Extracted information START
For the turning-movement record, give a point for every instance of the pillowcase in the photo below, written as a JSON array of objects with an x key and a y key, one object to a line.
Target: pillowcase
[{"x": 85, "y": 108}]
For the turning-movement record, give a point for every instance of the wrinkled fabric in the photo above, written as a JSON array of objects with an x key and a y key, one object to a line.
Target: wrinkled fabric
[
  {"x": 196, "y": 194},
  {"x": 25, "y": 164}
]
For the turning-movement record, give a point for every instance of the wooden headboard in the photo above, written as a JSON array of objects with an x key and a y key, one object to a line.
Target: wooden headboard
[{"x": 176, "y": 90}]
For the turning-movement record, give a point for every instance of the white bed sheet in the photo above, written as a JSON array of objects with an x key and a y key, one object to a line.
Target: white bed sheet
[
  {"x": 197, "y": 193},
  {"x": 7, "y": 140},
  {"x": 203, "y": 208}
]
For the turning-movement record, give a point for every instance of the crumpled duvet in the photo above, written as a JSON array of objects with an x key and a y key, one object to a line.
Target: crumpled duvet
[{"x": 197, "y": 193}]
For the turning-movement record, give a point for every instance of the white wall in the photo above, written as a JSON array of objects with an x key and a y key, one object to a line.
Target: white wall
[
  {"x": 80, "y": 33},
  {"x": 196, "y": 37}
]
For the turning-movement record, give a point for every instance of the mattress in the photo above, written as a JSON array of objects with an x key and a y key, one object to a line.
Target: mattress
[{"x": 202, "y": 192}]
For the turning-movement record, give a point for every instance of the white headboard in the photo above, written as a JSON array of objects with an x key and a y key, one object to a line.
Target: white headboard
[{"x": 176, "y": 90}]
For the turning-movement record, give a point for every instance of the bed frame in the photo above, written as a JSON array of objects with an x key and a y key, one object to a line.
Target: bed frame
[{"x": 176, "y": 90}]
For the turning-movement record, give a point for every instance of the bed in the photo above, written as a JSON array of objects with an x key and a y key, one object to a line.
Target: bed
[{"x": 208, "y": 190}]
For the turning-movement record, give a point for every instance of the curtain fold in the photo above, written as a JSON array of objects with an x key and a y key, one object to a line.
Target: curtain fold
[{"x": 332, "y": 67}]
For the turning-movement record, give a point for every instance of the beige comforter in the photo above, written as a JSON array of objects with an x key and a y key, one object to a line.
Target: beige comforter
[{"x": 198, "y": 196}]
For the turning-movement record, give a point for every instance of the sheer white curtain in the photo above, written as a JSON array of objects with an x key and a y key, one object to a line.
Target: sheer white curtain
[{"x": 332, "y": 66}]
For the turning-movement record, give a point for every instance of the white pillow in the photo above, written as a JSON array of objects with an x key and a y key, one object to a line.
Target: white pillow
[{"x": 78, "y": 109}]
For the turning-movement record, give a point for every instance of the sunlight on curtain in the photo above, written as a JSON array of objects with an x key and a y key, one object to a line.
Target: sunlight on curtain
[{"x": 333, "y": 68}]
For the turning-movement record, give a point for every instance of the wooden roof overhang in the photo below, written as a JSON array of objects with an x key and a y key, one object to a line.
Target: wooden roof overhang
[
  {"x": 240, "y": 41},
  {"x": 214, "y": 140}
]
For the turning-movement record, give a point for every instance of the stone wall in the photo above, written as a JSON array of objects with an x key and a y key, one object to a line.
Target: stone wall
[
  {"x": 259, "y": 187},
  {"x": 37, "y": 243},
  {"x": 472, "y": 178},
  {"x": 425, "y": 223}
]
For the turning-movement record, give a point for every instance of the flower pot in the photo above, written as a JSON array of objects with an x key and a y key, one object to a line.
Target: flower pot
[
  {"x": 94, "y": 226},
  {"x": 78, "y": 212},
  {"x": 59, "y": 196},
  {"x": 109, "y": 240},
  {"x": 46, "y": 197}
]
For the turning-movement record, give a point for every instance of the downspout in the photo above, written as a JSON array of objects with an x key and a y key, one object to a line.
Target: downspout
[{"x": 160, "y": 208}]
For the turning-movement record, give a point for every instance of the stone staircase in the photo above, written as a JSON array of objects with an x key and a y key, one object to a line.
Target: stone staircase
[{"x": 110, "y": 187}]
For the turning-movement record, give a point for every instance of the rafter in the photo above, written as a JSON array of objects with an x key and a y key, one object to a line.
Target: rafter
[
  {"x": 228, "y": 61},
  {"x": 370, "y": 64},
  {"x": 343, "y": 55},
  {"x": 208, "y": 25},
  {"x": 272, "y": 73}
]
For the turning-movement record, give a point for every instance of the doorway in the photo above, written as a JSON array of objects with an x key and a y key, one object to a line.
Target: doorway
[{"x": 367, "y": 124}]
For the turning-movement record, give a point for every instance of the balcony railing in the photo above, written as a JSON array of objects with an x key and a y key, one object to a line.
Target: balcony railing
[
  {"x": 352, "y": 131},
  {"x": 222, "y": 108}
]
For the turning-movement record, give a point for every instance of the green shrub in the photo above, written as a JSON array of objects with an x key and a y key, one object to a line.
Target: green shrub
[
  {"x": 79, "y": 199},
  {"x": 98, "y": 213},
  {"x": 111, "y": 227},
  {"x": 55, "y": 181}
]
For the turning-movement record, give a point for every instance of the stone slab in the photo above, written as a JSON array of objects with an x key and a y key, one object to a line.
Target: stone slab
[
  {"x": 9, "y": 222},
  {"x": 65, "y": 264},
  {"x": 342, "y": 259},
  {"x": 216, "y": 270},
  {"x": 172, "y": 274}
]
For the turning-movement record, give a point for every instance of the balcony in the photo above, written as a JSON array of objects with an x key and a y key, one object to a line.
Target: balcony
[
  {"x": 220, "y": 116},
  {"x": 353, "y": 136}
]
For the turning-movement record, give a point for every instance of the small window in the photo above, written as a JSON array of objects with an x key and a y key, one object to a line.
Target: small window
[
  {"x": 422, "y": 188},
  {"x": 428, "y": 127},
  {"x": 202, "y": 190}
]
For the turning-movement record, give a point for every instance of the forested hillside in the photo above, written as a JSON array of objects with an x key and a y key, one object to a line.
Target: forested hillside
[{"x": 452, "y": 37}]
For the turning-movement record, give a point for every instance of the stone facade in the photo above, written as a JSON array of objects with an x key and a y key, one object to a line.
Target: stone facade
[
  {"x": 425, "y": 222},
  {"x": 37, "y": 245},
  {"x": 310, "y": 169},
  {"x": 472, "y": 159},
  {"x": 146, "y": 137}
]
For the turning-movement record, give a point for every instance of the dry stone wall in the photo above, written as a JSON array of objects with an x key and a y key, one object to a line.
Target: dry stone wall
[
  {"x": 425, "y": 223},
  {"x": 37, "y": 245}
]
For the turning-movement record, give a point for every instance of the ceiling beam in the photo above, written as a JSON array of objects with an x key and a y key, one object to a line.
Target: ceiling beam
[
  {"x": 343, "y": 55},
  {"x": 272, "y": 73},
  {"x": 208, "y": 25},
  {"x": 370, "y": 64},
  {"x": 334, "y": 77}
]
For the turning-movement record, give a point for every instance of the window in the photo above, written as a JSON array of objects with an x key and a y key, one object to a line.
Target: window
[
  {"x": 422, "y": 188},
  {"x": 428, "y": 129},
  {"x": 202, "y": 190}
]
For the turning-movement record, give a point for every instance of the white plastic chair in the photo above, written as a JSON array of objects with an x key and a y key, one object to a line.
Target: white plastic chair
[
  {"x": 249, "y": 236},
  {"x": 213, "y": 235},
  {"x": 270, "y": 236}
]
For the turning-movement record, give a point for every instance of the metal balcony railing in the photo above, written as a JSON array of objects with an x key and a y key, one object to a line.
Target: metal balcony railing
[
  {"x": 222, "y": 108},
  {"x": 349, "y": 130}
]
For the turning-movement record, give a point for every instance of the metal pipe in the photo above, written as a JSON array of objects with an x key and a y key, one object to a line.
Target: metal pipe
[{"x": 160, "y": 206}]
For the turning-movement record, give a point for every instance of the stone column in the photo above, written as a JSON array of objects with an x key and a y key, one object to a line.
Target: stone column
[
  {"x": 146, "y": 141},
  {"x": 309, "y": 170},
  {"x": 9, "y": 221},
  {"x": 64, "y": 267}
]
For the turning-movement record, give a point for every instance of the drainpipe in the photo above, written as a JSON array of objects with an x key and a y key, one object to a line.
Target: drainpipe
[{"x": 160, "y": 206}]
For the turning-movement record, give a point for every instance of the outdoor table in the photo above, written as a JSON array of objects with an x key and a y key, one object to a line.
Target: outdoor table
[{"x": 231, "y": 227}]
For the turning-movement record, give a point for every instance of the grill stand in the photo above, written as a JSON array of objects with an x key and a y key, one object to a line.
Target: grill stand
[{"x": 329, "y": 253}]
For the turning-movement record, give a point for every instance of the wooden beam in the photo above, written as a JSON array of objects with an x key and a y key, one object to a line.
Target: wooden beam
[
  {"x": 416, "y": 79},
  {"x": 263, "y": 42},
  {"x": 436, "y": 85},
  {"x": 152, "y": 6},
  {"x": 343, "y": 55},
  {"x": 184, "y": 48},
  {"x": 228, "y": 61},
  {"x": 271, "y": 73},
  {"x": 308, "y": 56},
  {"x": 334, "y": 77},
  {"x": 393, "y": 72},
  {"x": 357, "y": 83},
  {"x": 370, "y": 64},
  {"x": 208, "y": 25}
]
Extracted information END
**Task goal:** If the word "below" appears in a line above, copy that line.

**Problem solution:**
For the turning-movement record, give a point for every instance of the pillowcase in the photo below, written as a JSON array of objects with an x key and a y key, one object to a line.
For the turning-movement record, give a point for every instance of the wooden roof overhang in the photo below, written as a JSON array of objects with an x key and a y key, one object to a line.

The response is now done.